[Opening Data shown section]
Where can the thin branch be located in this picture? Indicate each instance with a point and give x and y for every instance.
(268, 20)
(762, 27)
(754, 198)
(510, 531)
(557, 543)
[Closing Data shown section]
Your goal: For this exercise, restate each of the entries without any deviation.

Written reply:
Where can the thin branch be located in this picture? Indicate each instance with a point and give x and y for every instance.
(268, 20)
(762, 27)
(754, 198)
(510, 531)
(557, 543)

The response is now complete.